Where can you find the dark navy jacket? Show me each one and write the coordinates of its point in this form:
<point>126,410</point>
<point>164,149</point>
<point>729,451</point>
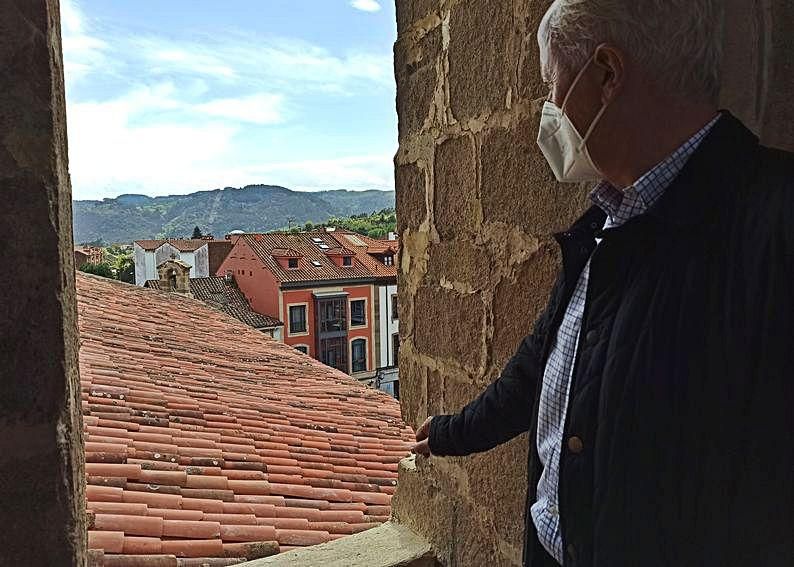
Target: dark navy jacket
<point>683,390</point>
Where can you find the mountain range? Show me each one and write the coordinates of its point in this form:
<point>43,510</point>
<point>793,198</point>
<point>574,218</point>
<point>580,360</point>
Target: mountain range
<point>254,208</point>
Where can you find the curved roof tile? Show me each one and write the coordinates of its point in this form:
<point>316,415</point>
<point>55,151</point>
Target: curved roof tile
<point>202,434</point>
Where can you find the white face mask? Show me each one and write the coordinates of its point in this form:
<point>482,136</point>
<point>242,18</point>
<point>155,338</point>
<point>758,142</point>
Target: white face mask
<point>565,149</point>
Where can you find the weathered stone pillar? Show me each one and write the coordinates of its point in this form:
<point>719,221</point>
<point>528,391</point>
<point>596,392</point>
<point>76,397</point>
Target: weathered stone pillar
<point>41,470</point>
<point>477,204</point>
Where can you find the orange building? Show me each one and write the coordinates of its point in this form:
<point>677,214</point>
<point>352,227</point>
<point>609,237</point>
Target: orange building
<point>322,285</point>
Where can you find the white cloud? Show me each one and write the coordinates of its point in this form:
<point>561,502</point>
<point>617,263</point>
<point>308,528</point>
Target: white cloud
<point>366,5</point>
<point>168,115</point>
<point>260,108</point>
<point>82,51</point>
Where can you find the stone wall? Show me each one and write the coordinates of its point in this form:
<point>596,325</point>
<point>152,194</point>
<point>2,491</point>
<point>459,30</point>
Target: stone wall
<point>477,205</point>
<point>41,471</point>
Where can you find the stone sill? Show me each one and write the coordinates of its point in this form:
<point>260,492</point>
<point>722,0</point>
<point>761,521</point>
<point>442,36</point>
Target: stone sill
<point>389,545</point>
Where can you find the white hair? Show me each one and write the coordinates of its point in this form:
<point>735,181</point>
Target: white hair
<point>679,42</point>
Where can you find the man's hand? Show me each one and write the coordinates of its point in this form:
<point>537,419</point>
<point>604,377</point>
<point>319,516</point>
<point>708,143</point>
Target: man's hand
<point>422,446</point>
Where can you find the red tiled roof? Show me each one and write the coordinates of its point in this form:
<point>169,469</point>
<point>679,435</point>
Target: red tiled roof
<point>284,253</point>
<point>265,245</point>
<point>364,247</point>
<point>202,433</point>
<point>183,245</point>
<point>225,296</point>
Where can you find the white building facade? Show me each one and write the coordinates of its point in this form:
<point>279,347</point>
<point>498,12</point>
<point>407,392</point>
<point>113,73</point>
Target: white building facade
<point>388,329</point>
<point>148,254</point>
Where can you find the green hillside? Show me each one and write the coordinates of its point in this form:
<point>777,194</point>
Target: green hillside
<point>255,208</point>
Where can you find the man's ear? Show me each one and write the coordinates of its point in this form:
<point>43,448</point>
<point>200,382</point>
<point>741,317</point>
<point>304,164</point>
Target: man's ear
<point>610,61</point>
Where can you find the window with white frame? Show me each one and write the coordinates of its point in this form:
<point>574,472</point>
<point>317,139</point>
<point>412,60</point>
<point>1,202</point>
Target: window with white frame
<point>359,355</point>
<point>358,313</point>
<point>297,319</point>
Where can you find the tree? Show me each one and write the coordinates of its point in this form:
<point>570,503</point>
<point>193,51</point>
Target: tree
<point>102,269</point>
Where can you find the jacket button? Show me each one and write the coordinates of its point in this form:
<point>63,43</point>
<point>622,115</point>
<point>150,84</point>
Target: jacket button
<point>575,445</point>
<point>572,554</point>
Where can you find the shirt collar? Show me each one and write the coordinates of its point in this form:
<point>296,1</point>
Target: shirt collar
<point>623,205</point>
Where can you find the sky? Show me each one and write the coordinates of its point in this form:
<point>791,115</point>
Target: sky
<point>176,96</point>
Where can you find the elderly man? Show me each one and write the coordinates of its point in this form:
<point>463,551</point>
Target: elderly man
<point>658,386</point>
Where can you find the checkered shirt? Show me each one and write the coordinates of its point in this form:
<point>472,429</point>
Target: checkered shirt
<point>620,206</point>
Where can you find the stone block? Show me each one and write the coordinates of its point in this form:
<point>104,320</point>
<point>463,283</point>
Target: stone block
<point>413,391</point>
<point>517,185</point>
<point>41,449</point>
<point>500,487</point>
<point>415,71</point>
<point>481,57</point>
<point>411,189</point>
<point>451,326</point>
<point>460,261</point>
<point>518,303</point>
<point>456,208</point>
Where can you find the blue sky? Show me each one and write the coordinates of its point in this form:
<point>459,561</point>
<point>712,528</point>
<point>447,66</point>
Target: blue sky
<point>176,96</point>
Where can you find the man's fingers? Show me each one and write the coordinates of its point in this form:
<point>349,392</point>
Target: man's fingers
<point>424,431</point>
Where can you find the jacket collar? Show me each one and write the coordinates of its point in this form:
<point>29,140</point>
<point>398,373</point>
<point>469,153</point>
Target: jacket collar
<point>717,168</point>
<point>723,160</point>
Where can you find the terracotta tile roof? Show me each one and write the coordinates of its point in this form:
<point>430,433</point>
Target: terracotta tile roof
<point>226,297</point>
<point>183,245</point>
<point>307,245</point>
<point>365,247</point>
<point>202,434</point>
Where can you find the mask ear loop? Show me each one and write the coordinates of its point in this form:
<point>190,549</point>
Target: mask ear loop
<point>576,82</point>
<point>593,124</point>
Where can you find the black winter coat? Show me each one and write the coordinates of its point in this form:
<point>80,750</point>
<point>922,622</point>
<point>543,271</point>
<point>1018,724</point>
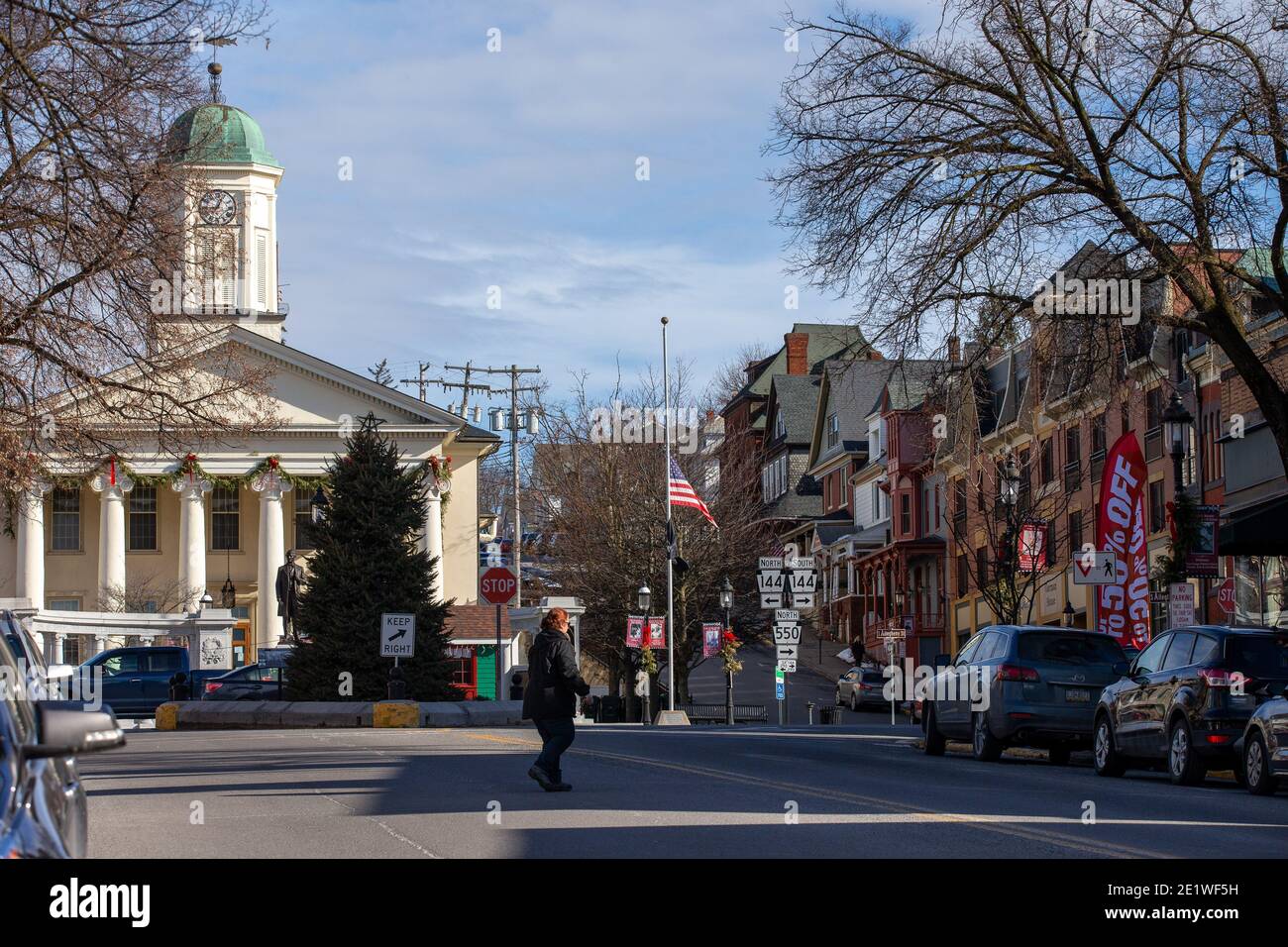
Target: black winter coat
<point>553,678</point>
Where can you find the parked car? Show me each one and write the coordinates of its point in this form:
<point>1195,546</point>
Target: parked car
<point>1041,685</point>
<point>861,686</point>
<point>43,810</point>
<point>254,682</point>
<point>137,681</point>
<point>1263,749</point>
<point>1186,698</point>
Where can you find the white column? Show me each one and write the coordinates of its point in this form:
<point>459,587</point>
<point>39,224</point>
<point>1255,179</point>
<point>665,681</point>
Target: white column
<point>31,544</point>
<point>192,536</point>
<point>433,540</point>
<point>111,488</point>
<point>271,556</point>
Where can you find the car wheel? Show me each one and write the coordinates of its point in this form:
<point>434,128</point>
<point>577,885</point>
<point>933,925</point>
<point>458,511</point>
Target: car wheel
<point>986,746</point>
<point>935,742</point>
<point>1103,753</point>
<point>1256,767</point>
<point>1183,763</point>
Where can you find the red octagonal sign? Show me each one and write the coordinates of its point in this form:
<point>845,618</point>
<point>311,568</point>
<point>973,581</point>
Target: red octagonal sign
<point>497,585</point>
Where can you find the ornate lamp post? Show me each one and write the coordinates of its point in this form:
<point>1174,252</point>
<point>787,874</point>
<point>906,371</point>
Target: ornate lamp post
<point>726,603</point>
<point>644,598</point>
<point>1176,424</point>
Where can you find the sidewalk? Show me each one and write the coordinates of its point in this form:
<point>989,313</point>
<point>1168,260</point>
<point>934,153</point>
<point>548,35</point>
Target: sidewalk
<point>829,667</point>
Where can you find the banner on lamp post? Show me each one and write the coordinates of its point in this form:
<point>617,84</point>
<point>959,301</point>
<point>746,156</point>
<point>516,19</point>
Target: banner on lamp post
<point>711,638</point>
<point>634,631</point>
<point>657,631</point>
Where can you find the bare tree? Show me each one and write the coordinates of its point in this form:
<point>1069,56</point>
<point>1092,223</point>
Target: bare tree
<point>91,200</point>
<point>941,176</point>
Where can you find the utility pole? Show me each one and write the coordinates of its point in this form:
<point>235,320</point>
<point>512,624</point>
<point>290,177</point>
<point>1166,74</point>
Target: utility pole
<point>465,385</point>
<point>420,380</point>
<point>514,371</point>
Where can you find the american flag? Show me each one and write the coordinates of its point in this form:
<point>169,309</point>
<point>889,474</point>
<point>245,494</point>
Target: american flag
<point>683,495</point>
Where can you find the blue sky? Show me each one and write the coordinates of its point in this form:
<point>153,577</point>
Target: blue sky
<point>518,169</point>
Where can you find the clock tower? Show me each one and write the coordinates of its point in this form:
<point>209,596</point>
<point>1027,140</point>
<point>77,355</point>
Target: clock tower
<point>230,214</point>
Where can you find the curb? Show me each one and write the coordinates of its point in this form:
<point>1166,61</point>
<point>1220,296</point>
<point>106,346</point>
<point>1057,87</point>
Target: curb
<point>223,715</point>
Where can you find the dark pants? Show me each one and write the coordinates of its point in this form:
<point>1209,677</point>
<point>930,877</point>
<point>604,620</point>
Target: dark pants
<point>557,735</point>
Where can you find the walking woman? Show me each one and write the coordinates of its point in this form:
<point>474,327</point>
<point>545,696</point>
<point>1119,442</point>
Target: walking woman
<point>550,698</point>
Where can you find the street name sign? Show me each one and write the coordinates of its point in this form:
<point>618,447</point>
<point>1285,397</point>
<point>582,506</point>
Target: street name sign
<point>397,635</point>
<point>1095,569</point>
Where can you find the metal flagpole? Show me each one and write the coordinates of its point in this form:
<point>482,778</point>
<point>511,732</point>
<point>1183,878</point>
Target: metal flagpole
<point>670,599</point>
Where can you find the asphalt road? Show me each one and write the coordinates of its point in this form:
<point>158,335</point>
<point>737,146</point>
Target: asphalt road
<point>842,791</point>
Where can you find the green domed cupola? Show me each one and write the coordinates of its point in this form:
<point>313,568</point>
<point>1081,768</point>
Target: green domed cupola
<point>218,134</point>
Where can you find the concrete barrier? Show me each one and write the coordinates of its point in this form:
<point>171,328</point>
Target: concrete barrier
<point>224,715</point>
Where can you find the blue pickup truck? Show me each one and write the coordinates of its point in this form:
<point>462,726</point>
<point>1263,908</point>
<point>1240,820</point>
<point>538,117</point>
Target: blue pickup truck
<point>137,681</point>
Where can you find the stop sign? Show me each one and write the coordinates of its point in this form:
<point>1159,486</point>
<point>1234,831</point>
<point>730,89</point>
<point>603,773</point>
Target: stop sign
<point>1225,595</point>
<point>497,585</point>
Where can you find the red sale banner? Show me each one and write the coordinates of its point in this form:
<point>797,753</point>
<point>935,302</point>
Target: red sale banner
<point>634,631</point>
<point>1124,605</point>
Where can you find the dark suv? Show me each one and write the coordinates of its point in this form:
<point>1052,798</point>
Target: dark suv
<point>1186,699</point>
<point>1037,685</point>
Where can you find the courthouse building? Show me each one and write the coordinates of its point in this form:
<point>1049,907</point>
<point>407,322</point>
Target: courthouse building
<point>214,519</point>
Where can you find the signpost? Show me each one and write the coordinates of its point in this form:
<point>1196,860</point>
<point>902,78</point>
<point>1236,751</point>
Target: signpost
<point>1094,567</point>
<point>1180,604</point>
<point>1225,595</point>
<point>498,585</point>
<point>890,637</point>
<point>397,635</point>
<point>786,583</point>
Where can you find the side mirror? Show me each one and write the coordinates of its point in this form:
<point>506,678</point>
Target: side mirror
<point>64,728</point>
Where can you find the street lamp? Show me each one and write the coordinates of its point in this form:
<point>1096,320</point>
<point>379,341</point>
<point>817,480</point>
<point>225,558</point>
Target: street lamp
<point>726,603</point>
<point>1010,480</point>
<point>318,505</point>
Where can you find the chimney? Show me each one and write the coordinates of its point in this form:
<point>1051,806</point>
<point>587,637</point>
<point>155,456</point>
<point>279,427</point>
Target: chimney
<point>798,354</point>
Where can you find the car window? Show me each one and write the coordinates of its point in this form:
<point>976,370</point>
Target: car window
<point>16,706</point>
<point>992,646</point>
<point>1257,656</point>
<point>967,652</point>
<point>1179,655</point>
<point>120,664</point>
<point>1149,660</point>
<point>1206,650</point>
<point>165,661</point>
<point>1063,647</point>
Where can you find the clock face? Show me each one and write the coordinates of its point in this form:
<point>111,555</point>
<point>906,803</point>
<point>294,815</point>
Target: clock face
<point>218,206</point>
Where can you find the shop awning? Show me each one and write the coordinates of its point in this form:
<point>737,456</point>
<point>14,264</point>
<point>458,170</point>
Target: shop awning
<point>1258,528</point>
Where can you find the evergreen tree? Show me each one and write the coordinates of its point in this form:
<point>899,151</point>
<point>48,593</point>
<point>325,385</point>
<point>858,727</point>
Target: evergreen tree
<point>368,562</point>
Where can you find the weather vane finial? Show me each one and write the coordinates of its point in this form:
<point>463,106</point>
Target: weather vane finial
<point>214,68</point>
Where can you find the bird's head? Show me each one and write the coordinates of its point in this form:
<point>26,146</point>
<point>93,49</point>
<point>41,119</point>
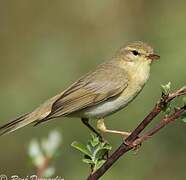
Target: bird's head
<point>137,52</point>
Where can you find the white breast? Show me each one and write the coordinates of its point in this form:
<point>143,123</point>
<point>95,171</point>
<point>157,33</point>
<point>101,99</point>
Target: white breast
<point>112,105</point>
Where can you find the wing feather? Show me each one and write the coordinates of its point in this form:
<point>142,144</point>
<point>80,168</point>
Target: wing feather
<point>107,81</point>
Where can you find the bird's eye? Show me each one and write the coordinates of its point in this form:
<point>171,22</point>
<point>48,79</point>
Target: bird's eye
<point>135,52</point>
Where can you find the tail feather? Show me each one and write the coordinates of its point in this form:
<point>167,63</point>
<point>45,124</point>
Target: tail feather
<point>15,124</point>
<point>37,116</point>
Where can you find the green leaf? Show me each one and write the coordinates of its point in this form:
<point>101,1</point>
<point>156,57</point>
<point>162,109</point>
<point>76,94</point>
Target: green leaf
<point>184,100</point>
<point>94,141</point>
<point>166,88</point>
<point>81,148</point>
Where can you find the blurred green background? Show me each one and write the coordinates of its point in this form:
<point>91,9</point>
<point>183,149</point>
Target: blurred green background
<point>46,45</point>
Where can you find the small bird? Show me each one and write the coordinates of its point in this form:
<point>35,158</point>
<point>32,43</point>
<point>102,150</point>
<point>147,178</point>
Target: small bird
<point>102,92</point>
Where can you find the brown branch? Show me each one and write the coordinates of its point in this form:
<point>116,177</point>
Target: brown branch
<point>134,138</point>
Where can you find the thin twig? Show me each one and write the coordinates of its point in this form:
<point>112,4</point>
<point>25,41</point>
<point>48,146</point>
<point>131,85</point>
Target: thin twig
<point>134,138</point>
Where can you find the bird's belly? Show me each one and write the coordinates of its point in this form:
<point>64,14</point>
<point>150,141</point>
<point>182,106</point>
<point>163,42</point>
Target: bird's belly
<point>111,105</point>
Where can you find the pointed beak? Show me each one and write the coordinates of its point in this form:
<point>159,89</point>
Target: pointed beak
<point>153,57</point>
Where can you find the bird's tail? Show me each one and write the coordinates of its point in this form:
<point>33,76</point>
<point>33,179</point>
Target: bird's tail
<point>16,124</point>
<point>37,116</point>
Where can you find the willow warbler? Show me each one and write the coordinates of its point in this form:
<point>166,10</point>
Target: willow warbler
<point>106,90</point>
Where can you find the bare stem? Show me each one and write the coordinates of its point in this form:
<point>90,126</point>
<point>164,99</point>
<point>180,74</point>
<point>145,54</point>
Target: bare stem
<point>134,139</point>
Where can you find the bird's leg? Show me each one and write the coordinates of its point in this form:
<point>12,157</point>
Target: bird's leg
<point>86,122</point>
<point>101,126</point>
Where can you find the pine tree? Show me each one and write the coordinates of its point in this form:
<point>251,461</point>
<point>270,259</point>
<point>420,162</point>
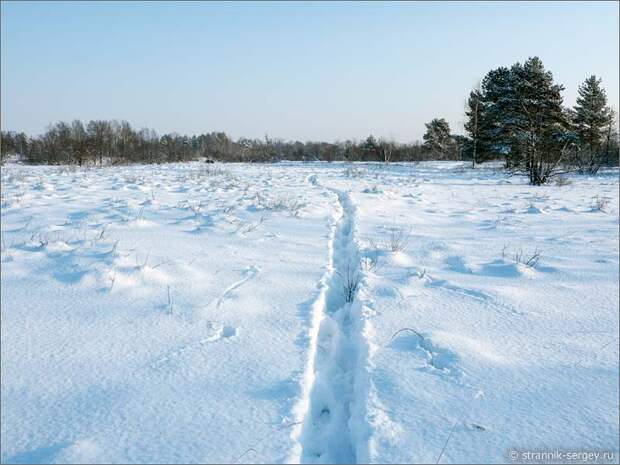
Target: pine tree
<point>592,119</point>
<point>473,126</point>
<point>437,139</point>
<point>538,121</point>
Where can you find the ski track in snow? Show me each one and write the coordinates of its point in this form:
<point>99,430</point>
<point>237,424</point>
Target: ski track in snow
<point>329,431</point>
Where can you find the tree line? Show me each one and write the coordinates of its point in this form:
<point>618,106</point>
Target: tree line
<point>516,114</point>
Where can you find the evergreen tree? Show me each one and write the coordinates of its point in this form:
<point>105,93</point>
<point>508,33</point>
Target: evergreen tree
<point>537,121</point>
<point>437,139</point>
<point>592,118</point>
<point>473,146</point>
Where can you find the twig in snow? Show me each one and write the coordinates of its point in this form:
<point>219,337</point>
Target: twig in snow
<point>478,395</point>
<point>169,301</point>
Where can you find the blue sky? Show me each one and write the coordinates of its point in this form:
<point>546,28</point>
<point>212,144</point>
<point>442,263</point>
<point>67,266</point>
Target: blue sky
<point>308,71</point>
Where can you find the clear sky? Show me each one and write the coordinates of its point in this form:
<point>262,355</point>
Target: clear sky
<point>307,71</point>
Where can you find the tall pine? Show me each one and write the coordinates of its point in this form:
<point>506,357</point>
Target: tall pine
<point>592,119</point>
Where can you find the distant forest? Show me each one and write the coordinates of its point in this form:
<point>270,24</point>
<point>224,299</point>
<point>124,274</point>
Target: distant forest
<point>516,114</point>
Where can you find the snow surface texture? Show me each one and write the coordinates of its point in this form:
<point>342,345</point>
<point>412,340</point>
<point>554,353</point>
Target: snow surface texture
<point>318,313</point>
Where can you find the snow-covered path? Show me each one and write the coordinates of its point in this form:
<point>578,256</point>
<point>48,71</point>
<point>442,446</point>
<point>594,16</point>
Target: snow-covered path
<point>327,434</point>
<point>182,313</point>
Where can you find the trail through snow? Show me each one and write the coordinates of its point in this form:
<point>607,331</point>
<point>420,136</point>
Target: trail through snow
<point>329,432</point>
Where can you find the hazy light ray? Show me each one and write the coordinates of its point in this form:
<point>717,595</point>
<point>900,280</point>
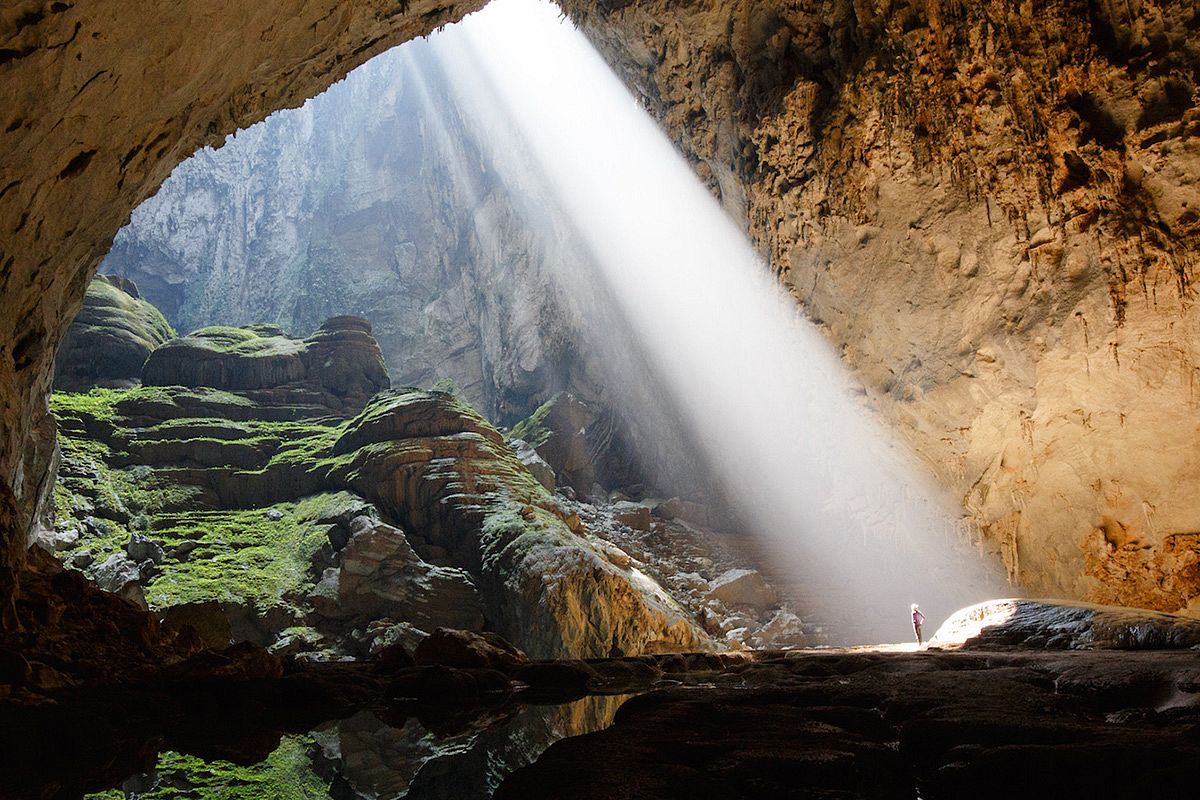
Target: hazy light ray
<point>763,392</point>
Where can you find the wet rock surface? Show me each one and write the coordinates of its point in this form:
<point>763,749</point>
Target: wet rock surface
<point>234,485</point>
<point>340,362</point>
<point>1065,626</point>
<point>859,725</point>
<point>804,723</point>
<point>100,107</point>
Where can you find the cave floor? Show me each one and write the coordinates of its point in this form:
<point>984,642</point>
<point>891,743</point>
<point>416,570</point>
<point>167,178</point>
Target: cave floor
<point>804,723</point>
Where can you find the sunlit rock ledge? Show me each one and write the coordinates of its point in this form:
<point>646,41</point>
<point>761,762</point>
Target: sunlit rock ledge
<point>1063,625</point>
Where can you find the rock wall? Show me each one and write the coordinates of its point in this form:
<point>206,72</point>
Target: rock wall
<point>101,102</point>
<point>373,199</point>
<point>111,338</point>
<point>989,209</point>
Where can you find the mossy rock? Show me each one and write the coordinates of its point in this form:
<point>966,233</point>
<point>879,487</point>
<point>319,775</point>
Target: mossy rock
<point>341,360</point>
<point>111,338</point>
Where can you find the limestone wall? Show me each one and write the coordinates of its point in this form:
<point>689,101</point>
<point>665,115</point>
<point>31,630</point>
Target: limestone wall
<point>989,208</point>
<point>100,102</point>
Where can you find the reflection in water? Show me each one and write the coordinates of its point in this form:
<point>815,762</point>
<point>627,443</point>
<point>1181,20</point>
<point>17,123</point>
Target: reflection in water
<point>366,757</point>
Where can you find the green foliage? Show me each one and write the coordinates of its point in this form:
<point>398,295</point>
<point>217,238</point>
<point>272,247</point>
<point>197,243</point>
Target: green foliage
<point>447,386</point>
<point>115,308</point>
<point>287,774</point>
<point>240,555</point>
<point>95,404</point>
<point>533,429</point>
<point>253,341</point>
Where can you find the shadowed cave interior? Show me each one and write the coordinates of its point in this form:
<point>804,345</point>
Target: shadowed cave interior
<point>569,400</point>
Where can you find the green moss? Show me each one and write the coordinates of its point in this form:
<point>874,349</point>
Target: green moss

◇ ◇ ◇ ◇ ◇

### The problem
Copy the lines above without any change, from the line containing "Where can you find the white column?" through the line containing "<point>192,536</point>", including both of those lines.

### Answer to the task
Where can you find the white column? Show me each one and write the coordinates of its point in this form:
<point>459,587</point>
<point>39,224</point>
<point>1255,179</point>
<point>665,681</point>
Target: white column
<point>31,544</point>
<point>192,536</point>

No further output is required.